■ **What you will do**: Locate "Find the snow-covered path;" in the listing below, then output the line holding it and every line after it, exactly and with nothing else.

|---|

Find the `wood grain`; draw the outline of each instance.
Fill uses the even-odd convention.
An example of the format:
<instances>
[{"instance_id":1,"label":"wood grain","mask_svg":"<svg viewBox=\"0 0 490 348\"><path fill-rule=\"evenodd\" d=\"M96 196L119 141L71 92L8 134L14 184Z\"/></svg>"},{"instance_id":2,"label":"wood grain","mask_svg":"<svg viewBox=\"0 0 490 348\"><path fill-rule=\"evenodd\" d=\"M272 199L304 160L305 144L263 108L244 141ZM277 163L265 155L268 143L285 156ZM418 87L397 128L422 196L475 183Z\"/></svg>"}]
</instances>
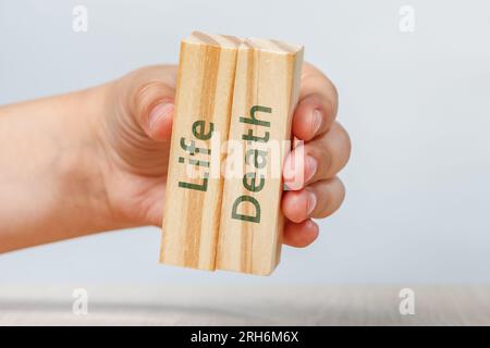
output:
<instances>
[{"instance_id":1,"label":"wood grain","mask_svg":"<svg viewBox=\"0 0 490 348\"><path fill-rule=\"evenodd\" d=\"M228 136L240 42L230 36L193 33L181 44L162 263L215 270L223 183L219 167L211 165L211 159L221 160L222 154L211 151L211 142Z\"/></svg>"},{"instance_id":2,"label":"wood grain","mask_svg":"<svg viewBox=\"0 0 490 348\"><path fill-rule=\"evenodd\" d=\"M291 138L302 63L303 47L265 39L240 46L229 141L243 145L243 167L230 165L240 156L229 149L217 269L268 275L279 262L281 169L290 150L283 140Z\"/></svg>"}]
</instances>

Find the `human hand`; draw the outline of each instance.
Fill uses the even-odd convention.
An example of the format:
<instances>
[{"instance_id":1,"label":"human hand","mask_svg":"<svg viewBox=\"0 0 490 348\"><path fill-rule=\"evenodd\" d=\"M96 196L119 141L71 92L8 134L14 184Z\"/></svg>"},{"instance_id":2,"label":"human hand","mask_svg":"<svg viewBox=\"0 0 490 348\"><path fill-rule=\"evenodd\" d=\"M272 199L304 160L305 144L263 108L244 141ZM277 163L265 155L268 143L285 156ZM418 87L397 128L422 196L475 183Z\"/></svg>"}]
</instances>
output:
<instances>
[{"instance_id":1,"label":"human hand","mask_svg":"<svg viewBox=\"0 0 490 348\"><path fill-rule=\"evenodd\" d=\"M96 126L102 149L100 167L111 219L127 226L161 225L175 82L176 66L149 66L105 87L109 99L100 127ZM282 200L287 245L304 247L315 240L318 225L311 217L330 215L344 198L344 186L335 174L347 162L351 144L334 121L336 109L333 85L305 63L292 129L304 140L306 164L296 171L284 166L284 182L293 189ZM304 183L297 181L302 174Z\"/></svg>"}]
</instances>

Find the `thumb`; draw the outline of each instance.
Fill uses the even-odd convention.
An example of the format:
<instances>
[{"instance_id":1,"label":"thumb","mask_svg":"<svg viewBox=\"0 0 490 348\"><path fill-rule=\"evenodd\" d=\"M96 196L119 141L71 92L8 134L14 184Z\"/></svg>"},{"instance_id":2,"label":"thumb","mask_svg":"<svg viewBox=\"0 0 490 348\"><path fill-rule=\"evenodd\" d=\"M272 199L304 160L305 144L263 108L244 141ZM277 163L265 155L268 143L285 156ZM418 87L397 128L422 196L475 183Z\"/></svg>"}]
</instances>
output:
<instances>
[{"instance_id":1,"label":"thumb","mask_svg":"<svg viewBox=\"0 0 490 348\"><path fill-rule=\"evenodd\" d=\"M169 141L174 113L176 66L148 66L126 76L130 113L152 140Z\"/></svg>"}]
</instances>

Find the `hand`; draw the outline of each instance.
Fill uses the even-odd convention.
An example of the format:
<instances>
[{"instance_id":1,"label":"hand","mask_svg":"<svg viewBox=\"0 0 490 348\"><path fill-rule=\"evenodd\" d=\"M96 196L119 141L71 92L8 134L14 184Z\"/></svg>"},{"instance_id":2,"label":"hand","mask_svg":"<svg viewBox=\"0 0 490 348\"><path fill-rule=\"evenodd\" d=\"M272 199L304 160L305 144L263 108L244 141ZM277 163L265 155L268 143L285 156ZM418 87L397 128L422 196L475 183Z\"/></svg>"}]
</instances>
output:
<instances>
[{"instance_id":1,"label":"hand","mask_svg":"<svg viewBox=\"0 0 490 348\"><path fill-rule=\"evenodd\" d=\"M117 83L99 138L107 154L102 161L110 210L131 225L161 225L176 66L150 66ZM305 64L293 134L304 140L305 167L284 166L283 195L287 217L284 243L304 247L316 239L318 225L311 217L326 217L342 203L345 189L335 174L347 162L351 144L335 122L338 96L330 80ZM297 148L286 158L294 159ZM304 183L297 177L304 174Z\"/></svg>"}]
</instances>

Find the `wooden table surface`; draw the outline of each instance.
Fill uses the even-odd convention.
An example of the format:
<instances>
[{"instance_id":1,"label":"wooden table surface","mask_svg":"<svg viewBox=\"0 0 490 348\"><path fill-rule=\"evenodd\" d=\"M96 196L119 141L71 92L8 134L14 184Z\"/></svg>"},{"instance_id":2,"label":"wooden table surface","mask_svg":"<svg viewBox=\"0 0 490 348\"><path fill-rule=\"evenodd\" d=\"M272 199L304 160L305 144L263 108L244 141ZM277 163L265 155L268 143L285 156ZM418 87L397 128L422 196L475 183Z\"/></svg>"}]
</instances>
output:
<instances>
[{"instance_id":1,"label":"wooden table surface","mask_svg":"<svg viewBox=\"0 0 490 348\"><path fill-rule=\"evenodd\" d=\"M400 314L400 290L415 314ZM0 286L0 325L490 325L490 286Z\"/></svg>"}]
</instances>

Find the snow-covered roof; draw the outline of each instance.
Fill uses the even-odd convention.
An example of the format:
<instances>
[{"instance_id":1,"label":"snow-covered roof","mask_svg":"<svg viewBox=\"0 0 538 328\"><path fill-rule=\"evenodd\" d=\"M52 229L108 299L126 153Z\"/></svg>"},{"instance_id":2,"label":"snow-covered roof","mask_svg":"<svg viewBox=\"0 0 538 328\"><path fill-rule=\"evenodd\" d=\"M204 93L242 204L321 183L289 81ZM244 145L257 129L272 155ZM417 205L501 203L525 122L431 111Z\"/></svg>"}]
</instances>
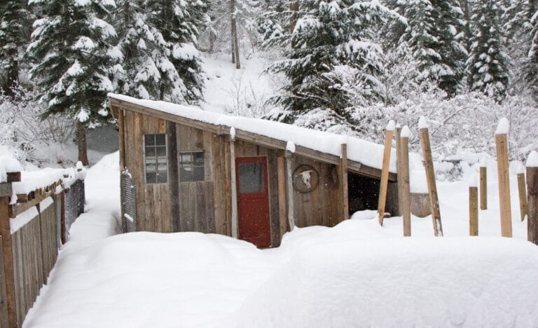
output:
<instances>
[{"instance_id":1,"label":"snow-covered roof","mask_svg":"<svg viewBox=\"0 0 538 328\"><path fill-rule=\"evenodd\" d=\"M224 134L229 134L230 128L233 128L240 139L240 131L265 136L283 142L283 149L285 149L288 142L292 142L297 146L340 157L342 154L341 144L347 144L348 160L375 169L382 168L383 146L359 138L272 121L224 115L193 106L139 100L123 95L109 94L109 97L208 125L223 126ZM119 107L123 107L121 105ZM396 172L396 151L394 149L391 155L390 172Z\"/></svg>"}]
</instances>

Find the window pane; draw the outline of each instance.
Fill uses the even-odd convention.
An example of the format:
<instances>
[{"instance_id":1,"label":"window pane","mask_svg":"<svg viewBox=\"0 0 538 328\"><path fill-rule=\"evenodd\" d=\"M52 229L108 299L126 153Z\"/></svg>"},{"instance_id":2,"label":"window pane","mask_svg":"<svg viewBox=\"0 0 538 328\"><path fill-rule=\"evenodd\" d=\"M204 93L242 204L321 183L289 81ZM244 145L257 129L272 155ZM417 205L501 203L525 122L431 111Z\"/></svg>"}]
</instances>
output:
<instances>
[{"instance_id":1,"label":"window pane","mask_svg":"<svg viewBox=\"0 0 538 328\"><path fill-rule=\"evenodd\" d=\"M154 172L146 172L146 183L155 184L157 182L157 175Z\"/></svg>"},{"instance_id":2,"label":"window pane","mask_svg":"<svg viewBox=\"0 0 538 328\"><path fill-rule=\"evenodd\" d=\"M166 156L166 147L157 147L158 156Z\"/></svg>"},{"instance_id":3,"label":"window pane","mask_svg":"<svg viewBox=\"0 0 538 328\"><path fill-rule=\"evenodd\" d=\"M166 172L160 172L157 173L157 183L165 184L168 182L167 175Z\"/></svg>"},{"instance_id":4,"label":"window pane","mask_svg":"<svg viewBox=\"0 0 538 328\"><path fill-rule=\"evenodd\" d=\"M187 168L179 169L179 181L181 182L193 180L193 173L191 172L191 168L188 168L188 170L185 170L186 168Z\"/></svg>"},{"instance_id":5,"label":"window pane","mask_svg":"<svg viewBox=\"0 0 538 328\"><path fill-rule=\"evenodd\" d=\"M155 144L155 135L146 135L144 137L146 146L153 146Z\"/></svg>"},{"instance_id":6,"label":"window pane","mask_svg":"<svg viewBox=\"0 0 538 328\"><path fill-rule=\"evenodd\" d=\"M197 167L193 168L193 181L204 181L203 167Z\"/></svg>"},{"instance_id":7,"label":"window pane","mask_svg":"<svg viewBox=\"0 0 538 328\"><path fill-rule=\"evenodd\" d=\"M239 164L239 192L241 193L263 191L263 165L261 163Z\"/></svg>"},{"instance_id":8,"label":"window pane","mask_svg":"<svg viewBox=\"0 0 538 328\"><path fill-rule=\"evenodd\" d=\"M146 147L146 157L155 157L155 147Z\"/></svg>"},{"instance_id":9,"label":"window pane","mask_svg":"<svg viewBox=\"0 0 538 328\"><path fill-rule=\"evenodd\" d=\"M198 152L193 153L194 155L194 165L196 166L204 165L204 153Z\"/></svg>"},{"instance_id":10,"label":"window pane","mask_svg":"<svg viewBox=\"0 0 538 328\"><path fill-rule=\"evenodd\" d=\"M156 135L157 146L166 146L166 135Z\"/></svg>"}]
</instances>

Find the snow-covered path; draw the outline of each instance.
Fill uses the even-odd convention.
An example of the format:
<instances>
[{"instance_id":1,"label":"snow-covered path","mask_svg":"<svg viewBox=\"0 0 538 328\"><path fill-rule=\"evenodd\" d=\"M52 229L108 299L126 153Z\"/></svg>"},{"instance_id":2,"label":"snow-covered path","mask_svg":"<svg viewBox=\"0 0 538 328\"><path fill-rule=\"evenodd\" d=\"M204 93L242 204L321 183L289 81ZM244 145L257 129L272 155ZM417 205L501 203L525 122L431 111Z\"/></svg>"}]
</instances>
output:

|---|

■ **Result of the task**:
Find the snow-covered path; draw the outline of each instance.
Fill uses the even-odd convention.
An example of the format:
<instances>
[{"instance_id":1,"label":"snow-covered path","mask_svg":"<svg viewBox=\"0 0 538 328\"><path fill-rule=\"evenodd\" d=\"M52 229L108 299L126 153Z\"/></svg>"},{"instance_id":2,"label":"snow-covered path","mask_svg":"<svg viewBox=\"0 0 538 328\"><path fill-rule=\"evenodd\" d=\"M204 93L242 204L321 183L289 81ZM244 145L257 129L272 155ZM417 205L501 203L525 122L431 111Z\"/></svg>"}]
</instances>
output:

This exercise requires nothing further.